Texte de l'exercice:
* * * * * * *

Elle est convaincue que les patients doivent avoir la possibilité de contribuer directement à l’évaluation, de partager des informations sur leur prise en charge, leur ressenti, leur expérience du soin : “cette prise en compte des données « patients centrées », avec toutes les garanties éthiques liées au consentement et à la sécurité, représente sans aucun doute la prochaine grande étape dans le domaine des données de santé, au service des personnes malades et de la qualité des soins”.

Et les patients, qu’en pensent-ils ?

Face au partage et au traitement de leurs données : sont-ils plutôt favorables, ou méfiants? “L’enquête des Etats Généraux du Rein a rencontré un très grand succès, puisque 9 000 patients y ont répondu. Ces chiffres étaient inespérés, d’autant que le questionnaire demandait pratiquement 30 minutes de remplissage”, estime Yvanie Caillé. Pour elle, on demande rarement leur avis aux patients, on s’intéresse peu à ce qu’ils vivent, à ce qu’ils ont à dire. Ils ont vu dans cette enquête une opportunité de s’exprimer et ils s’en sont saisis.

“ Une question ouverte offrait la possibilité d’exprimer en toute liberté « ce qui va et/ou ne va pas dans la prise en charge de la maladie » et les améliorations souhaitées. Une personne sur quatre a répondu à cette question, joignant souvent plusieurs pages supplémentaires. Le questionnaire était totalement anonyme, ils se sont donc sentis parfaitement libres de participer et manifestement très motivés! ”, conclut-elle.

Les résultats du traitement du registre REIN

En appariant des données de l’enquête réalisée pour les Etats Généraux du Rein et celle d’autres travaux, notamment issus du registre REIN, Renaloo a pu démontrer l’existence d’inégalités sociales majeures dans l’accès à la dialyse et à la greffe. Quels que soient la tranche d’âge et le sexe, les personnes dialysées sont moins diplômées que les personnes greffées. Cette étude a été publiée en juin 2016 dans Population, la revue de l’Institut National des Etudes Démographiques (INED).

L’article, dont l’auteur principal est Christian Baudelot, sociologue et vice-président de Renaloo, rend compte de l’accès socialement différencié à ces deux traitements et en examine les mécanismes. À chaque étape de la maladie, une dynamique cumulative conduit les patients les moins diplômés à être en situation de désavantage pour bénéficier d’une greffe de rein.

Résumé

- L’introduction de l’Open Big data dans le domaine de la santé représente une véritable révolution.

- Ses champs d’action et d’applications sont nombreux, qu’ils concernent la prise en charge des patients, l’élaboration des traitements, ou l’apport de nouvelles connaissances.

- Chaque acteur s’en empare à sa manière et ouvre de nouvelles voies. Les laboratoires Roche et La Paillasse, par exemple, ont lancé un programme de recherche sur l’épidémiologie du cancer reposant sur l’exploitation de la data.

- De son côté, la mission ETALAB pilote la politique d’ouverture et de partage des données publiques sanitaires dans une optique d’ouverture des données et de respect de leur confidentialité.

- Quant à l’association Renaloo – qui œuvre pour accompagner les patients atteints de maladies rénales, elle s’attache à faire progresser l’idée d’une démocratie sanitaire où le patient pourrait mieux défendre ses intérêts, au travers de l’utilisation des data.

- Face à la manifestation de certaines inquiétudes, l’ex ministre de la Santé, Marisol Touraine avait lancé, déjà «en 2016, un sondage en ligne invitant les internautes à commenter l'ouverture et l'exploitation de masses de données personnelles dans le secteur médical. L’occasion d’une réflexion sur les bénéfices et les conditions de ce partage.

* * * * * * *

Matériel fourni:
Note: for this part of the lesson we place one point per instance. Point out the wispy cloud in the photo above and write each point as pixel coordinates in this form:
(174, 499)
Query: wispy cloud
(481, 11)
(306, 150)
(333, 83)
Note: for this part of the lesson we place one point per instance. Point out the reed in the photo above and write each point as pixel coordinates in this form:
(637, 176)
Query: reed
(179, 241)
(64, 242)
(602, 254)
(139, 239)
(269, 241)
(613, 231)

* * * * * * *

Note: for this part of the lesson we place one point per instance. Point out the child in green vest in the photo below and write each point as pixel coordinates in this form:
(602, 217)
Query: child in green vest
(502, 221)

* * * * * * *

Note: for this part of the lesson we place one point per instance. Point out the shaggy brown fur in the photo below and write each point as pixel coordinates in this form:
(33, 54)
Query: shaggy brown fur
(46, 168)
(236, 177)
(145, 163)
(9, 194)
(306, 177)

* * * * * * *

Consigne: Recopiez mot pour mot tout ce qui va de « - De son côté, la » jusqu'à « de leur confidentialité. » dans le texte sur les données de santé.

Zone de réponse:
- De son côté, la mission ETALAB pilote la politique d’ouverture et de partage des données publiques sanitaires dans une optique d’ouverture des données et de respect de leur confidentialité.